§ Information supplied:

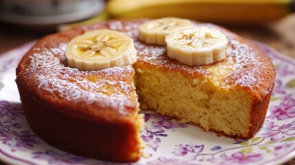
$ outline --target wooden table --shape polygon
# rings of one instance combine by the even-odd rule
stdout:
[[[295,14],[264,25],[225,26],[244,37],[264,43],[295,58]],[[47,33],[28,31],[23,30],[21,26],[10,26],[0,23],[0,54],[40,38]],[[0,162],[1,164],[3,164]],[[295,155],[294,159],[285,165],[295,165]]]

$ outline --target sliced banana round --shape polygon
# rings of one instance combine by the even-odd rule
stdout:
[[[133,41],[123,33],[96,30],[74,38],[66,49],[67,64],[92,71],[132,65],[137,60]]]
[[[188,19],[166,17],[154,19],[140,26],[139,38],[148,44],[166,45],[165,36],[178,30],[193,27]]]
[[[166,42],[168,56],[192,67],[211,64],[226,56],[226,36],[206,27],[173,32],[166,36]]]

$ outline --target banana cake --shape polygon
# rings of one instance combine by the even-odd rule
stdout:
[[[165,46],[145,43],[144,37],[140,39],[140,27],[147,21],[111,20],[48,35],[23,56],[17,69],[16,82],[28,122],[41,138],[87,157],[137,161],[144,146],[140,104],[141,109],[154,110],[206,131],[243,139],[255,135],[263,123],[274,85],[275,71],[270,58],[233,32],[192,21],[193,27],[222,33],[227,46],[223,45],[222,58],[190,66],[169,57]],[[129,53],[136,52],[136,62],[122,60],[120,63],[125,65],[98,70],[75,68],[82,65],[78,60],[69,66],[69,43],[97,30],[115,30],[132,38],[135,51]],[[162,45],[165,36],[159,37]],[[112,37],[105,38],[99,49],[92,47],[97,45],[94,41],[83,43],[91,45],[80,51],[92,50],[83,58],[109,52],[101,53],[103,58],[120,47],[117,42],[107,42]],[[206,52],[198,53],[205,56]],[[193,54],[188,56],[196,58]]]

§ Written request:
Switch every "polygon" in the material above to "mask", changing nothing else. Write out all the material again with this change, leaving out the pictures.

§ Written answer:
$ outline --target wooden table --shape mask
# rings of one instance combine by the even-odd rule
stdout:
[[[295,14],[264,25],[225,26],[244,37],[264,43],[295,58]],[[47,33],[28,31],[23,30],[21,26],[10,26],[0,23],[0,54],[40,38]],[[0,162],[1,164],[3,164]],[[295,155],[294,159],[285,165],[295,165]]]

$ outline --target sliced banana round --shape mask
# rings of one instance combine by the even-odd rule
stdout:
[[[133,41],[123,33],[96,30],[74,38],[66,49],[67,64],[92,71],[132,65],[137,60]]]
[[[188,19],[166,17],[154,19],[140,26],[139,38],[148,44],[166,45],[165,36],[178,30],[193,27]]]
[[[166,42],[168,56],[192,67],[211,64],[226,56],[226,36],[206,27],[173,32],[166,36]]]

$ outline --target banana cake --shape mask
# rings of one instance combine by the even-odd rule
stdout:
[[[165,46],[145,43],[144,37],[140,39],[140,27],[147,21],[111,20],[48,35],[23,56],[17,69],[16,82],[28,122],[41,138],[87,157],[137,161],[144,146],[140,104],[141,109],[154,110],[206,131],[243,139],[255,135],[263,123],[274,85],[275,71],[270,58],[233,32],[192,21],[193,27],[222,33],[227,46],[223,45],[222,58],[190,66],[169,57]],[[129,53],[136,52],[136,62],[122,60],[120,63],[125,65],[98,70],[75,68],[82,65],[78,60],[69,66],[69,43],[97,30],[115,30],[132,38],[135,51]],[[162,45],[165,36],[159,37]],[[112,37],[105,38],[99,49],[92,47],[97,45],[94,41],[83,43],[91,45],[80,51],[92,50],[83,58],[109,52],[101,53],[103,58],[120,47],[117,42],[107,42]],[[206,52],[198,53],[205,56]],[[193,54],[188,56],[196,58]]]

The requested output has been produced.